The records that follow must be repeated exactly, except for their pictures.

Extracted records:
######
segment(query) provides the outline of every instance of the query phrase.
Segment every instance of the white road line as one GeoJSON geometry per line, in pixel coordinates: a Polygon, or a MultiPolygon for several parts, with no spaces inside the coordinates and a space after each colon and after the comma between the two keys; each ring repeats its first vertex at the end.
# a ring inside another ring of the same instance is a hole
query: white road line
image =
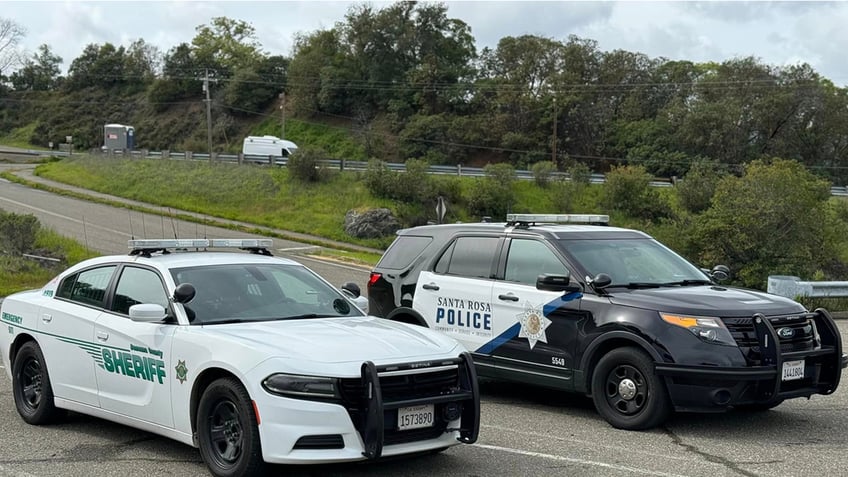
{"type": "MultiPolygon", "coordinates": [[[[525,436],[528,436],[528,437],[536,437],[536,438],[541,438],[541,439],[546,439],[546,440],[556,440],[556,441],[560,441],[560,442],[577,443],[577,444],[585,445],[587,447],[591,447],[593,449],[597,449],[599,447],[604,447],[604,448],[607,448],[607,449],[623,450],[621,448],[621,446],[618,446],[618,445],[606,445],[606,444],[602,444],[602,443],[599,443],[599,442],[584,441],[582,439],[574,439],[574,438],[570,438],[570,437],[558,437],[558,436],[551,436],[550,434],[540,434],[538,432],[520,431],[518,429],[513,429],[511,427],[495,426],[495,425],[492,425],[492,424],[481,424],[480,427],[482,427],[484,429],[492,429],[492,430],[495,430],[495,431],[498,431],[498,432],[503,432],[503,433],[521,434],[521,435],[525,435],[525,436]]],[[[692,461],[691,457],[676,457],[676,456],[673,456],[673,455],[659,454],[659,453],[656,453],[656,452],[646,452],[646,451],[639,450],[639,449],[626,449],[626,452],[629,453],[629,454],[636,453],[636,454],[642,454],[642,455],[651,456],[651,457],[660,457],[660,458],[663,458],[663,459],[685,460],[687,462],[692,461]]],[[[712,462],[704,462],[704,463],[705,464],[712,464],[712,462]]],[[[716,465],[720,465],[720,464],[716,464],[716,465]]]]}
{"type": "Polygon", "coordinates": [[[509,447],[490,446],[490,445],[487,445],[487,444],[474,444],[474,447],[481,447],[483,449],[496,450],[496,451],[500,451],[500,452],[508,452],[510,454],[518,454],[518,455],[524,455],[524,456],[528,456],[528,457],[541,457],[543,459],[555,460],[555,461],[559,461],[559,462],[570,462],[572,464],[592,465],[592,466],[601,467],[601,468],[604,468],[604,469],[620,470],[620,471],[623,471],[623,472],[630,472],[630,473],[633,473],[633,474],[653,475],[653,476],[656,476],[656,477],[686,477],[686,476],[681,475],[681,474],[669,474],[667,472],[658,472],[658,471],[648,470],[648,469],[639,469],[639,468],[636,468],[636,467],[628,467],[628,466],[625,466],[625,465],[618,465],[618,464],[608,464],[606,462],[598,462],[598,461],[594,461],[594,460],[575,459],[573,457],[564,457],[564,456],[561,456],[561,455],[543,454],[541,452],[532,452],[532,451],[525,451],[525,450],[520,450],[520,449],[510,449],[509,447]]]}
{"type": "Polygon", "coordinates": [[[30,474],[29,472],[21,472],[21,471],[18,471],[18,470],[11,470],[11,469],[8,469],[6,467],[3,467],[2,465],[0,465],[0,476],[2,476],[2,477],[36,477],[35,475],[30,474]]]}

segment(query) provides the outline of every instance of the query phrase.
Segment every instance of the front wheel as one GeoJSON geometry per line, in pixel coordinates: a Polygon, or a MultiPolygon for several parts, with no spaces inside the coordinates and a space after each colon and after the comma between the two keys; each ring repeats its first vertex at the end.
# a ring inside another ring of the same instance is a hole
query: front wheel
{"type": "Polygon", "coordinates": [[[783,399],[778,399],[777,401],[769,403],[740,404],[738,406],[734,406],[734,408],[739,411],[765,412],[774,409],[781,404],[783,404],[783,399]]]}
{"type": "Polygon", "coordinates": [[[234,378],[214,381],[197,408],[200,455],[213,475],[263,475],[266,470],[259,426],[250,395],[234,378]]]}
{"type": "Polygon", "coordinates": [[[47,363],[38,343],[30,341],[21,346],[12,363],[12,393],[18,414],[29,424],[41,425],[55,421],[61,410],[53,404],[53,388],[47,363]]]}
{"type": "Polygon", "coordinates": [[[662,379],[644,351],[618,348],[604,355],[592,374],[592,401],[613,427],[640,430],[656,427],[671,413],[662,379]]]}

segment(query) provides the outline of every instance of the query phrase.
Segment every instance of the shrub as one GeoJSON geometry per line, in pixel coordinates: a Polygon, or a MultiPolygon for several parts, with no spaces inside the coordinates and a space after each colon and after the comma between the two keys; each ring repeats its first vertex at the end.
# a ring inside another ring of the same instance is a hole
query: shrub
{"type": "Polygon", "coordinates": [[[575,184],[588,185],[592,179],[592,171],[586,164],[578,162],[568,169],[568,176],[571,177],[571,182],[575,184]]]}
{"type": "Polygon", "coordinates": [[[0,246],[6,253],[21,255],[32,249],[41,224],[32,214],[0,212],[0,246]]]}
{"type": "Polygon", "coordinates": [[[289,177],[299,182],[321,182],[329,176],[329,171],[320,163],[325,156],[320,148],[307,146],[298,149],[289,156],[289,177]]]}
{"type": "Polygon", "coordinates": [[[479,217],[504,219],[513,202],[512,183],[515,169],[509,164],[489,164],[483,169],[486,177],[475,182],[468,199],[468,209],[479,217]]]}
{"type": "Polygon", "coordinates": [[[551,161],[541,161],[533,164],[533,180],[539,187],[547,187],[551,182],[551,176],[556,171],[556,164],[551,161]]]}
{"type": "Polygon", "coordinates": [[[681,207],[693,214],[707,210],[720,178],[715,164],[706,161],[693,163],[686,177],[677,185],[681,207]]]}
{"type": "Polygon", "coordinates": [[[651,179],[642,166],[613,167],[606,176],[601,204],[640,219],[668,217],[670,207],[651,187],[651,179]]]}

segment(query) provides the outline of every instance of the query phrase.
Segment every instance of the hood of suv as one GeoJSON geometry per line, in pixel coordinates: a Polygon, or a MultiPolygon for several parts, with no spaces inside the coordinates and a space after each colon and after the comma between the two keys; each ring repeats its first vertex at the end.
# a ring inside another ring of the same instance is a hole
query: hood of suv
{"type": "Polygon", "coordinates": [[[700,316],[781,315],[804,311],[800,304],[755,290],[715,285],[610,290],[617,305],[700,316]]]}

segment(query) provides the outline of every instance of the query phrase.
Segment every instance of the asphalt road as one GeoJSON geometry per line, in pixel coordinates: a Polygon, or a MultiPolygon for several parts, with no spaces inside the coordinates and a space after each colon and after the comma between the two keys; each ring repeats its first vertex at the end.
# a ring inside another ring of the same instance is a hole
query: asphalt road
{"type": "MultiPolygon", "coordinates": [[[[92,204],[0,182],[0,208],[32,213],[93,248],[126,252],[126,209],[92,204]]],[[[138,214],[134,223],[141,223],[138,214]]],[[[192,223],[145,217],[148,236],[160,230],[191,235],[192,223]]],[[[200,231],[198,231],[200,232],[200,231]]],[[[136,230],[136,234],[139,232],[136,230]]],[[[242,234],[206,230],[208,236],[242,234]]],[[[203,235],[201,233],[201,235],[203,235]]],[[[281,254],[302,244],[275,240],[281,254]]],[[[293,255],[296,259],[304,259],[293,255]]],[[[308,265],[333,283],[363,284],[367,271],[308,265]]],[[[843,342],[848,322],[841,321],[843,342]]],[[[34,427],[17,415],[10,382],[0,370],[0,476],[208,475],[197,450],[168,439],[79,414],[34,427]]],[[[477,444],[435,456],[376,463],[277,467],[302,476],[796,476],[846,475],[848,390],[792,400],[761,413],[680,414],[648,432],[616,430],[587,399],[530,386],[484,381],[483,426],[477,444]]]]}

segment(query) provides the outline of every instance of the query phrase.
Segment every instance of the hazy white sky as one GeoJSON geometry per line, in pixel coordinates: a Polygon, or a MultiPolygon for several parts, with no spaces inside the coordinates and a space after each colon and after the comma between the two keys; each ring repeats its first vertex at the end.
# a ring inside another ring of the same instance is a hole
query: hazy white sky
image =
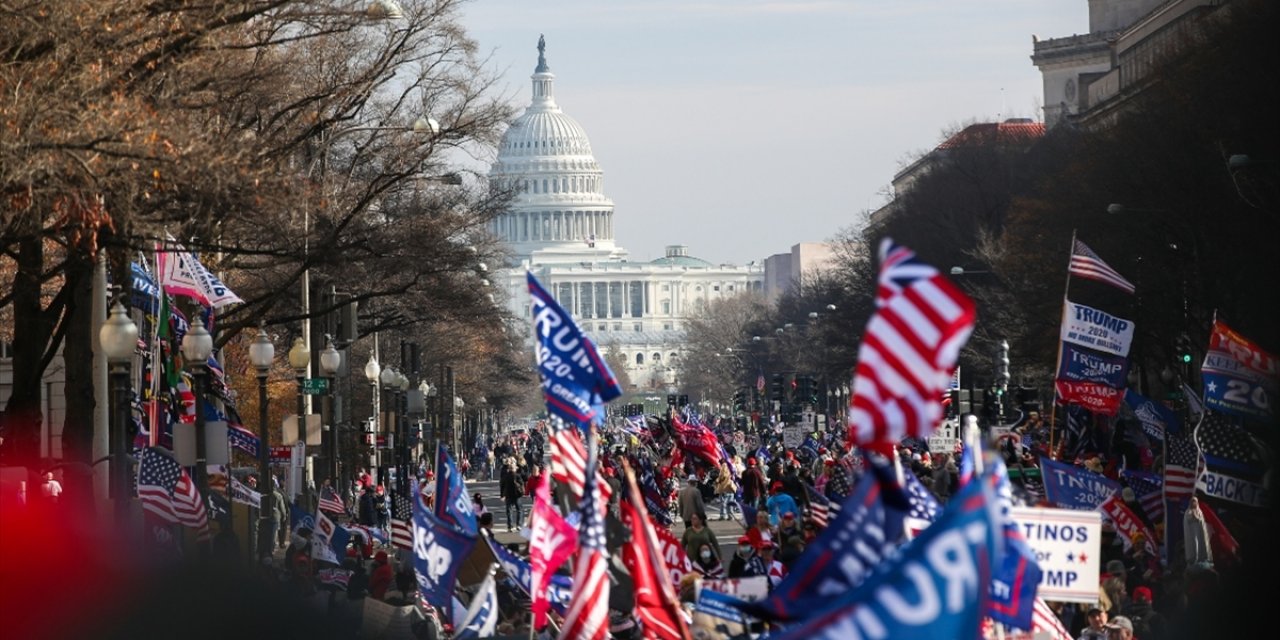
######
Response to the exercise:
segment(query) provides the outline of every instance of the query phrase.
Segment every instance of the white road line as one GeoJSON geometry per line, in pixel coordinates: a Polygon, or a MultiPolygon for several parts, with no spaces inside the coordinates and a space after each colon and after the comma between the two keys; each ring repeats its first vertex at the end.
# a ring inside another ring of the same instance is a hole
query: white road line
image =
{"type": "MultiPolygon", "coordinates": [[[[525,436],[528,436],[528,437],[536,437],[536,438],[541,438],[541,439],[546,439],[546,440],[556,440],[556,441],[560,441],[560,442],[577,443],[577,444],[585,445],[587,447],[591,447],[593,449],[597,449],[599,447],[604,447],[604,448],[607,448],[607,449],[623,450],[621,448],[621,446],[618,446],[618,445],[606,445],[606,444],[602,444],[602,443],[599,443],[599,442],[584,441],[582,439],[574,439],[574,438],[570,438],[570,437],[558,437],[558,436],[551,436],[550,434],[540,434],[538,432],[520,431],[518,429],[513,429],[511,427],[495,426],[495,425],[492,425],[492,424],[481,424],[480,427],[482,427],[484,429],[492,429],[492,430],[495,430],[495,431],[498,431],[498,432],[503,432],[503,433],[521,434],[521,435],[525,435],[525,436]]],[[[692,461],[691,457],[676,457],[676,456],[673,456],[673,455],[659,454],[659,453],[656,453],[656,452],[646,452],[646,451],[639,450],[639,449],[626,449],[626,452],[629,453],[629,454],[636,453],[636,454],[642,454],[642,455],[651,456],[651,457],[660,457],[660,458],[663,458],[663,459],[685,460],[687,462],[692,461]]],[[[712,462],[704,462],[704,463],[705,464],[712,464],[712,462]]],[[[716,465],[720,465],[720,464],[716,464],[716,465]]]]}
{"type": "Polygon", "coordinates": [[[509,447],[490,446],[490,445],[487,445],[487,444],[474,444],[474,447],[481,447],[483,449],[496,450],[496,451],[500,451],[500,452],[508,452],[510,454],[518,454],[518,455],[524,455],[524,456],[528,456],[528,457],[541,457],[543,459],[555,460],[555,461],[559,461],[559,462],[570,462],[572,464],[592,465],[592,466],[601,467],[601,468],[604,468],[604,469],[620,470],[620,471],[623,471],[623,472],[630,472],[630,473],[633,473],[633,474],[653,475],[653,476],[656,476],[656,477],[686,477],[686,476],[681,475],[681,474],[669,474],[667,472],[658,472],[658,471],[648,470],[648,469],[639,469],[639,468],[636,468],[636,467],[628,467],[628,466],[625,466],[625,465],[618,465],[618,464],[608,464],[606,462],[598,462],[598,461],[594,461],[594,460],[575,459],[573,457],[564,457],[564,456],[561,456],[561,455],[543,454],[541,452],[532,452],[532,451],[525,451],[525,450],[520,450],[520,449],[510,449],[509,447]]]}
{"type": "Polygon", "coordinates": [[[30,474],[29,472],[21,472],[21,471],[18,471],[18,470],[11,470],[11,469],[8,469],[6,467],[3,467],[2,465],[0,465],[0,476],[2,476],[2,477],[36,477],[35,475],[30,474]]]}

segment(query) provides the outline of every instance of the query phrase.
Segment every instance of the front wheel as one GeoJSON geometry per line, in pixel coordinates: a Polygon, or a MultiPolygon for several parts, with no spaces inside the coordinates and a space after each colon and after the comma between the two keys; each ring repeats its first vertex at the end.
# a ring inside another ring of the same instance is a hole
query: front wheel
{"type": "Polygon", "coordinates": [[[783,399],[778,399],[777,401],[769,403],[740,404],[738,406],[734,406],[734,408],[739,411],[765,412],[774,409],[781,404],[783,404],[783,399]]]}
{"type": "Polygon", "coordinates": [[[234,378],[214,381],[197,408],[200,455],[213,475],[263,475],[266,470],[259,426],[250,395],[234,378]]]}
{"type": "Polygon", "coordinates": [[[47,363],[38,343],[30,341],[21,346],[12,363],[12,393],[18,414],[29,424],[41,425],[55,421],[61,410],[53,404],[53,388],[47,363]]]}
{"type": "Polygon", "coordinates": [[[662,379],[644,351],[618,348],[604,355],[592,374],[592,401],[613,427],[640,430],[656,427],[671,413],[662,379]]]}

segment(query) provides the outline of every instance of the query phrase.
Segment every instance of the shrub as one GeoJSON geometry per line, in pixel coordinates: a Polygon, or a MultiPolygon for several parts, with no spaces inside the coordinates and a space after each colon and after the comma between the two keys; each ring repeats its first vertex at the end.
# a ring inside another ring of the same instance is a hole
query: shrub
{"type": "Polygon", "coordinates": [[[575,184],[588,185],[592,179],[592,171],[586,164],[578,162],[568,169],[568,176],[571,177],[571,182],[575,184]]]}
{"type": "Polygon", "coordinates": [[[0,246],[6,253],[21,255],[32,249],[41,224],[32,214],[0,212],[0,246]]]}
{"type": "Polygon", "coordinates": [[[289,177],[299,182],[321,182],[329,176],[329,171],[320,163],[325,156],[320,148],[307,146],[298,149],[289,156],[289,177]]]}
{"type": "Polygon", "coordinates": [[[479,217],[504,219],[513,202],[512,183],[515,169],[509,164],[489,164],[483,169],[486,177],[475,182],[468,199],[468,209],[479,217]]]}
{"type": "Polygon", "coordinates": [[[551,161],[541,161],[533,164],[533,180],[539,187],[547,187],[551,182],[551,176],[556,171],[556,164],[551,161]]]}
{"type": "Polygon", "coordinates": [[[681,207],[693,214],[707,210],[720,178],[715,164],[706,161],[693,163],[686,177],[677,185],[681,207]]]}
{"type": "Polygon", "coordinates": [[[651,179],[642,166],[613,167],[606,176],[601,204],[640,219],[668,217],[670,207],[651,187],[651,179]]]}

segment(query) provides the outline of every instance of the query phrase.
Segment every instance of the hood of suv as one GeoJSON geometry per line, in pixel coordinates: a Polygon, or a MultiPolygon for several parts, with no spaces inside the coordinates and a space after each colon and after the comma between the two keys; each ring repeats its first vertex at the end.
# a ring inside another ring of the same instance is a hole
query: hood of suv
{"type": "Polygon", "coordinates": [[[700,316],[781,315],[804,311],[800,304],[755,290],[715,285],[610,290],[617,305],[700,316]]]}

segment(query) provides the outline of every instance of the query phrase.
Segment every instance of the asphalt road as one GeoJSON geometry per line, in pixel coordinates: a Polygon, or a MultiPolygon for several parts, with no spaces inside the coordinates and a space after each colon and after the comma between the two keys; each ring repeats its first vertex at the end.
# a ring inside another ring of the same instance is a hole
query: asphalt road
{"type": "MultiPolygon", "coordinates": [[[[92,204],[0,182],[0,208],[32,213],[93,248],[126,252],[126,209],[92,204]]],[[[138,214],[134,223],[141,223],[138,214]]],[[[192,223],[145,217],[148,236],[160,230],[191,235],[192,223]]],[[[200,231],[198,231],[200,232],[200,231]]],[[[136,230],[136,234],[139,232],[136,230]]],[[[242,234],[206,230],[208,236],[242,234]]],[[[203,235],[201,233],[201,235],[203,235]]],[[[281,254],[302,244],[275,240],[281,254]]],[[[293,255],[296,259],[304,259],[293,255]]],[[[308,265],[333,283],[363,284],[367,271],[308,265]]],[[[843,342],[848,322],[841,321],[843,342]]],[[[34,427],[17,415],[10,382],[0,370],[0,476],[208,475],[197,450],[168,439],[79,414],[34,427]]],[[[477,444],[435,456],[376,463],[277,467],[302,476],[796,476],[846,475],[848,390],[792,400],[761,413],[680,414],[648,432],[616,430],[587,399],[530,386],[484,381],[483,426],[477,444]]]]}

segment(query) provides the outline of every instance of the query phrase.
Segment every instance of the hazy white sky as one GeoJSON geometry per line, in pixel coordinates: a Polygon, or a MultiPolygon for several parts, with no spaces inside the coordinates and a space after each colon and after the comma between the two keys; each ring repeats its first vertex at the end.
# a ring inside another ring of the same instance is a hole
query: hazy white sky
image =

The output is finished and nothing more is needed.